The epidemic of HIV has been a scourge around the world for decades. Since the 1980s, there have been many advancements in treatment options. With treatment, the virus is no longer a death sentence. However, the majority of HIV sufferers around the world have not been able to access these expensive, life-changing medications. We have only just reached the milestone where half of the people with HIV around the world are receiving treatment. The medications are expensive, must be taken for life, and often come with unpleasant side effects. The treatments have also always fallen short of a cure. Recently, we have taken a step closer to an eventual cure for this horrific virus.
The scientists have an unlikely ally in this latest breakthrough: cows. Researchers have long been stumped as to why humans with the virus are unable to create broadly neutralizing antibodies. These antibodies could help the body fight off the infection. After injecting cows with HIV immunogens, scientists were excited to see a rapid proliferation of these antibodies. By isolating and studying these antibodies in cows, scientists hope to be able to find answers. They also speculate about eventually using these cow antibodies to create an HIV vaccine for humans. They published their findings in the journal Nature and they’ve already applied for a patent. In addition to being a huge breakthrough for HIV research, STAT is speculating that cows could in fact become “the vaccine factories of the future.”

**Supplied records**

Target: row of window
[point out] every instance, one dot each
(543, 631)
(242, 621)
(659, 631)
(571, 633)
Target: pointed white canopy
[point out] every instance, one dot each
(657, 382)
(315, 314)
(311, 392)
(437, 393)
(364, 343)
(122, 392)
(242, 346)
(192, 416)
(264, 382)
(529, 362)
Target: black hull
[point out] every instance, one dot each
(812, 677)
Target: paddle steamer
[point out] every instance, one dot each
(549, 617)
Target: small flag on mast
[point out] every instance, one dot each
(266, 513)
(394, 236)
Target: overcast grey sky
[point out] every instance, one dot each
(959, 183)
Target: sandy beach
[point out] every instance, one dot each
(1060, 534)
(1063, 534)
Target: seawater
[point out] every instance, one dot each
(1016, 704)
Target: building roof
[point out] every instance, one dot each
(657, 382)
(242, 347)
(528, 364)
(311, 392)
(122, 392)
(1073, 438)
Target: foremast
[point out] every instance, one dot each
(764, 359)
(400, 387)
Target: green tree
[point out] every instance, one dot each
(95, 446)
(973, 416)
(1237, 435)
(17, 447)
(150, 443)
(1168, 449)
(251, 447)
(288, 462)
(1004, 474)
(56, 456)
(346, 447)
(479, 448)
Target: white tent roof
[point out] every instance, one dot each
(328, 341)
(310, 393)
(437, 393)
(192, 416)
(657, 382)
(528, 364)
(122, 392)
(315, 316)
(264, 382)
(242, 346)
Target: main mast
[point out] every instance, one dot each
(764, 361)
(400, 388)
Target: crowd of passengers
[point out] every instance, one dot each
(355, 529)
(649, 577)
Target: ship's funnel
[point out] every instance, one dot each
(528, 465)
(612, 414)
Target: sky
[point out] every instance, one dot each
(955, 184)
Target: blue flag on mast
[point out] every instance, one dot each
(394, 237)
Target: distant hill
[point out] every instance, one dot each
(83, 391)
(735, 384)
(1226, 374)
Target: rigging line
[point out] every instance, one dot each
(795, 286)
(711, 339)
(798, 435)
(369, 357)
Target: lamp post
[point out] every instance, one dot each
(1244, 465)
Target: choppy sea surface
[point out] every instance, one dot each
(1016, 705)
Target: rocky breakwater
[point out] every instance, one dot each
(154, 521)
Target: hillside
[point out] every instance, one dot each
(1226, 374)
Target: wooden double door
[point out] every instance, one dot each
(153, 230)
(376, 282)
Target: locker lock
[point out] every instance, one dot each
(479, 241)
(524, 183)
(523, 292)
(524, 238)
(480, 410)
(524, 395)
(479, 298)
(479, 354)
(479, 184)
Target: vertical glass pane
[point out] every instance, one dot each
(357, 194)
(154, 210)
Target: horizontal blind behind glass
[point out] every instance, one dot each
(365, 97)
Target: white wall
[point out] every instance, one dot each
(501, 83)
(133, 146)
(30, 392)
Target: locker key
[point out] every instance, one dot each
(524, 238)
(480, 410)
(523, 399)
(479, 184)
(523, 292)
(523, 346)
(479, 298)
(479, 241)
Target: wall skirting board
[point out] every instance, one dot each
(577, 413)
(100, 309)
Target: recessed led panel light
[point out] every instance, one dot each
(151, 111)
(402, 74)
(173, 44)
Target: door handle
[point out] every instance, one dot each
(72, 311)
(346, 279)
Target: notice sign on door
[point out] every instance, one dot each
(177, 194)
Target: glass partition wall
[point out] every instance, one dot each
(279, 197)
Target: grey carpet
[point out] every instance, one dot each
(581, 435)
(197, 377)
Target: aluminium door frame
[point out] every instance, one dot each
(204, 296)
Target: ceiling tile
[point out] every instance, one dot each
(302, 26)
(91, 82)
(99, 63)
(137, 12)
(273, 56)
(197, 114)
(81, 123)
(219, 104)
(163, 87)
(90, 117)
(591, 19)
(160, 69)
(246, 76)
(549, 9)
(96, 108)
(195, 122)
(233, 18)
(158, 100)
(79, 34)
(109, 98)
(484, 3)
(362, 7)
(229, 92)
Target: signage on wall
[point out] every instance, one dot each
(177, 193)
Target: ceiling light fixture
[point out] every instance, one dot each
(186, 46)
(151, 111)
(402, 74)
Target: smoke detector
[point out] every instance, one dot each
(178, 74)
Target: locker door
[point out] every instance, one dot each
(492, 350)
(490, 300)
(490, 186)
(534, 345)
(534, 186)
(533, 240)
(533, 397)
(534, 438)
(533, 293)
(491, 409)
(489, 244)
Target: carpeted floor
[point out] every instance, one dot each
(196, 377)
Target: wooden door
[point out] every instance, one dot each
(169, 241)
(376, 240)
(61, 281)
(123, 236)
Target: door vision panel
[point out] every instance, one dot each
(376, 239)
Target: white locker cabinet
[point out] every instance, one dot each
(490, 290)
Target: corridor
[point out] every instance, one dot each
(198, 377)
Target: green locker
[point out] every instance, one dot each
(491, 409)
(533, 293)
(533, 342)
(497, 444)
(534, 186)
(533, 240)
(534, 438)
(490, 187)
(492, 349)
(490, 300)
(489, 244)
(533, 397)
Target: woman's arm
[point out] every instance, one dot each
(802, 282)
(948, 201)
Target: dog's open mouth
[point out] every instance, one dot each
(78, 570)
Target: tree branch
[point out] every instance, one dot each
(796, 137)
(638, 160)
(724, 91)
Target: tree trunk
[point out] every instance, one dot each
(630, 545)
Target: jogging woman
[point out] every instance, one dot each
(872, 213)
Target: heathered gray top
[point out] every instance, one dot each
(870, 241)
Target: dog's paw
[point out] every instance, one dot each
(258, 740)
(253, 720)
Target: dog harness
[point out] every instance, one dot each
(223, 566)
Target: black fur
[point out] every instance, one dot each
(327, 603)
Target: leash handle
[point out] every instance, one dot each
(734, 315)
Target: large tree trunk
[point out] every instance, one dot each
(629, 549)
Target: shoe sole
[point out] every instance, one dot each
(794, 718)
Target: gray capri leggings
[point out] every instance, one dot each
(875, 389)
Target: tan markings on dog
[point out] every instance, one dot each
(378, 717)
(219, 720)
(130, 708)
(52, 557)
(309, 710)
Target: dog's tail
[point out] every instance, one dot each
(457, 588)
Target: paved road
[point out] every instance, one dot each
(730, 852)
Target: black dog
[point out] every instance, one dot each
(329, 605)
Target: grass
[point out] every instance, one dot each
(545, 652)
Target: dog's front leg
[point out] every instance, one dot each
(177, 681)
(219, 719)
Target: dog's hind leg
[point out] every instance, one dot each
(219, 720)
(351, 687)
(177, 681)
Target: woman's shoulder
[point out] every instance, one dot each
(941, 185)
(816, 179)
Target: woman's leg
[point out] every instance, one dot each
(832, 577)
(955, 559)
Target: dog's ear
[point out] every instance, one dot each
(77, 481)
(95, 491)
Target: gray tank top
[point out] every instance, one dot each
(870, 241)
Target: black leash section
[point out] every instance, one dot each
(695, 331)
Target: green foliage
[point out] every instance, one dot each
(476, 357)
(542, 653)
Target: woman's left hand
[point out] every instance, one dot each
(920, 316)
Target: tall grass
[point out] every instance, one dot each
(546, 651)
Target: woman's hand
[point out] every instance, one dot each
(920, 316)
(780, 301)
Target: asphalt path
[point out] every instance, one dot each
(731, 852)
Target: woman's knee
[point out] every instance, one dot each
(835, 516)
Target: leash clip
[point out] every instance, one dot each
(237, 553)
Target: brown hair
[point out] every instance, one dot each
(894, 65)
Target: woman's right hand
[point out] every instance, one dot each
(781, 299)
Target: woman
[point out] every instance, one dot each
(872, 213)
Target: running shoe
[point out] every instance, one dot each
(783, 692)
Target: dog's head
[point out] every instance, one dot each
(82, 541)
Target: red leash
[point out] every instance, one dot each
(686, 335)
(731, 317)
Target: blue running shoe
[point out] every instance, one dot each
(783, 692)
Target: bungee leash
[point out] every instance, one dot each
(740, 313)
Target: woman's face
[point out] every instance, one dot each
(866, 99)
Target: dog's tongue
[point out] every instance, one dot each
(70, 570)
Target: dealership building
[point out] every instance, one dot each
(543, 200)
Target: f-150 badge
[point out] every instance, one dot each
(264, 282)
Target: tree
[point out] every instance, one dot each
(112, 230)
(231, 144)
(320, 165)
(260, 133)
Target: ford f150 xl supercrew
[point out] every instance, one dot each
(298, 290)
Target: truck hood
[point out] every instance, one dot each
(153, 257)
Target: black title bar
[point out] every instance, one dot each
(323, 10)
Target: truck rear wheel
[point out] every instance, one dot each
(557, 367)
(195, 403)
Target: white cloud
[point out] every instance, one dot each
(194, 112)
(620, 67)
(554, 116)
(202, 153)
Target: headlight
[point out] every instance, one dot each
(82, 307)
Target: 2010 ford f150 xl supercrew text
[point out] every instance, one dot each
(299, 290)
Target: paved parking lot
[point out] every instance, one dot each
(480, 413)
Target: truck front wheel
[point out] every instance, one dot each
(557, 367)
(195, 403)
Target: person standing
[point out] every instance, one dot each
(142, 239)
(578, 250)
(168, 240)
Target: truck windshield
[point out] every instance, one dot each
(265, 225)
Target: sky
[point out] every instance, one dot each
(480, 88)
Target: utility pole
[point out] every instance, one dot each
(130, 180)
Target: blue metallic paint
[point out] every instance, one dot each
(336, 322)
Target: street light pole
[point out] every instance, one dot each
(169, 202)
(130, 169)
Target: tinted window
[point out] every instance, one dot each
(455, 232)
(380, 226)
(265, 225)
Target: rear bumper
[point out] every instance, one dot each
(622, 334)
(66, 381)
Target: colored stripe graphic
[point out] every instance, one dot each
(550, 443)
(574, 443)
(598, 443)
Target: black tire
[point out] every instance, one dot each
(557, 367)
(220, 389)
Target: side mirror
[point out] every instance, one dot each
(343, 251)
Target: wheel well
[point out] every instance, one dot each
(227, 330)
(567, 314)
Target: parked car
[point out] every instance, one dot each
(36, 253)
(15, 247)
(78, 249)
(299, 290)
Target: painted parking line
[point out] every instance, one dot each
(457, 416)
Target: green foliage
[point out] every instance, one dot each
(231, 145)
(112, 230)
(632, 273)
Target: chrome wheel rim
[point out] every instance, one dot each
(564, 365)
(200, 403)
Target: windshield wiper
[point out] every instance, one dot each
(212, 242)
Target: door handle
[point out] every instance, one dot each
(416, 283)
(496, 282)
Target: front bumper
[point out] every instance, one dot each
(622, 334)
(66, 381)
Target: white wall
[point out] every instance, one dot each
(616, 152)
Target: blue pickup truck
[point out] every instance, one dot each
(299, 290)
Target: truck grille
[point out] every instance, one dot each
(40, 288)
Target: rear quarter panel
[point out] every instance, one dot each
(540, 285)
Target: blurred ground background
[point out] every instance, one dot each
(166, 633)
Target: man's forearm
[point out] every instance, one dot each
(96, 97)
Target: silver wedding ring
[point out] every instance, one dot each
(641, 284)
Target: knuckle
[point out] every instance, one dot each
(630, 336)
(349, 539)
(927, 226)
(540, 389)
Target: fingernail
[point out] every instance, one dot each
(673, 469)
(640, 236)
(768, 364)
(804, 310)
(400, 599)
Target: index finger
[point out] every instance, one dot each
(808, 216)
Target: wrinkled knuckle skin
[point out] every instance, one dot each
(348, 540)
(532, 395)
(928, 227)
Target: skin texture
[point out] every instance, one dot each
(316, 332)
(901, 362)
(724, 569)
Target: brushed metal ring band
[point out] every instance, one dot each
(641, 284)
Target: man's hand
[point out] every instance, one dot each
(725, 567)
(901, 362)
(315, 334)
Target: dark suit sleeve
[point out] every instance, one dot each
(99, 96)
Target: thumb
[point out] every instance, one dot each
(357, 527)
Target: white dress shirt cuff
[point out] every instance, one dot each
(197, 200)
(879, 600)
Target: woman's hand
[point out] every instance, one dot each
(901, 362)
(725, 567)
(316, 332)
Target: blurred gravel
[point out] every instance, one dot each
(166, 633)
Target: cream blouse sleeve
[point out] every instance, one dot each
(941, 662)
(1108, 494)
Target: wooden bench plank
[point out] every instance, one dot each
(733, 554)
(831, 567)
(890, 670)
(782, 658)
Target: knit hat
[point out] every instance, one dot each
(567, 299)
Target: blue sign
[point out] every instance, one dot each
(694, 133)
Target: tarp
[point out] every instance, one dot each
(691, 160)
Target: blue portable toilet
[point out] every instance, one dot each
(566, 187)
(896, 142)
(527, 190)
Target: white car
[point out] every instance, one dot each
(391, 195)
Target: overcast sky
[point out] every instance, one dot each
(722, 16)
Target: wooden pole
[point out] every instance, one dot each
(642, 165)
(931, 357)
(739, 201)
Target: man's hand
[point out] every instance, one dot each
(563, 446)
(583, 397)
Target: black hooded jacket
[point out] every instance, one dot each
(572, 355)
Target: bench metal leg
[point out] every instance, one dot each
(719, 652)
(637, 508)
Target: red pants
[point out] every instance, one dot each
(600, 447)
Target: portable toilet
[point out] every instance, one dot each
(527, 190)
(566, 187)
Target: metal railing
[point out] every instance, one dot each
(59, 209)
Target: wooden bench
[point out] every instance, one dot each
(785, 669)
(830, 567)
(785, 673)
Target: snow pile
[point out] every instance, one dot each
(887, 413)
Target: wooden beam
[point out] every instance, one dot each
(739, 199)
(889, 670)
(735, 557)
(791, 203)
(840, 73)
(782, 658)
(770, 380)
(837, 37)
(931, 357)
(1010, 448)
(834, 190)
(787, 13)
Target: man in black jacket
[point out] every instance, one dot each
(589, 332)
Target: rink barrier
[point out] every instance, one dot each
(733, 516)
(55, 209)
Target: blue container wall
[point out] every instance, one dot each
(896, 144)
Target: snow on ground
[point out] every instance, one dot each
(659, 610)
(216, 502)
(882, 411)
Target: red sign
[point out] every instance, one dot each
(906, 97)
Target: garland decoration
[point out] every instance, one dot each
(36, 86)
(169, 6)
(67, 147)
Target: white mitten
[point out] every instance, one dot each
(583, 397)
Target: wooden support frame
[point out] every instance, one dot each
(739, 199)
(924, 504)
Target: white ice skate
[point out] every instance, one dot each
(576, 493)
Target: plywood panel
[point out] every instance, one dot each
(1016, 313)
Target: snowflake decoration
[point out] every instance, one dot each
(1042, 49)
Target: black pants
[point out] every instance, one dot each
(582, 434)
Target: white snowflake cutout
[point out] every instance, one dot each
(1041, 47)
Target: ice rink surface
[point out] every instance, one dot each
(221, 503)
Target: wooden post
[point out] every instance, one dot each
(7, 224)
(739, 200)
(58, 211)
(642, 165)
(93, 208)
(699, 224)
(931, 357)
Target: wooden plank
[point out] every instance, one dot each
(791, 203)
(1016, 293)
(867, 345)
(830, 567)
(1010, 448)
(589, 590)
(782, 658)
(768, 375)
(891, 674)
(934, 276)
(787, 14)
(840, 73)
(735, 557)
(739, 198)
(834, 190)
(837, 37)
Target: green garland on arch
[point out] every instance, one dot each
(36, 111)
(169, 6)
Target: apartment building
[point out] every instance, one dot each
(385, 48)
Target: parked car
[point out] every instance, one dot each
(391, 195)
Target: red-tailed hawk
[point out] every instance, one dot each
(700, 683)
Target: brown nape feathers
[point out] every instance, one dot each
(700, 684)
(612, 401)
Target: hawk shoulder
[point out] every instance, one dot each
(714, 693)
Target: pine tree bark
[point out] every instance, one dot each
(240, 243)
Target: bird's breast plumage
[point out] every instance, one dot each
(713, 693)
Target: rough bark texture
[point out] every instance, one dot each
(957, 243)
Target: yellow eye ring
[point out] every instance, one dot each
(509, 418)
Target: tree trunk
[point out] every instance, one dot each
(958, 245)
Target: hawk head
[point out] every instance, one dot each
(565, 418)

**What the task requires**
Could you carry on the article about cows and HIV antibodies from the point where it stops? The records were taken from a separate source.

**Task response**
This research is very hopeful and promising. In the meantime, though, the focus is still on providing affordable treatment to the maximum number possible. It’s also important that other research continues and that other potential treatment avenues continue to be explored. There is some fear that that progress made during the terms of the last five presidents will be undone during President Trump’s time in office. It’s particularly important that more advances are made to ultimately make the drugs more affordable. Kenya just became the first African country to have a generic first-line treatment option available. Advances are also needed in preventative treatments, like the PrEP Pills being distributed by Walgreens. It’s also vital that steps continue to be made to increase education about HIV and AIDS, in the hopes of both decreasing stigma for those afflicted and preventing future exposure through practices like safe sex.
The news about the potential HIV vaccine is promising and hopeful, but it’s still early days. It’s unknown what the timeline for the vaccine is but it’s likely at least a few years out.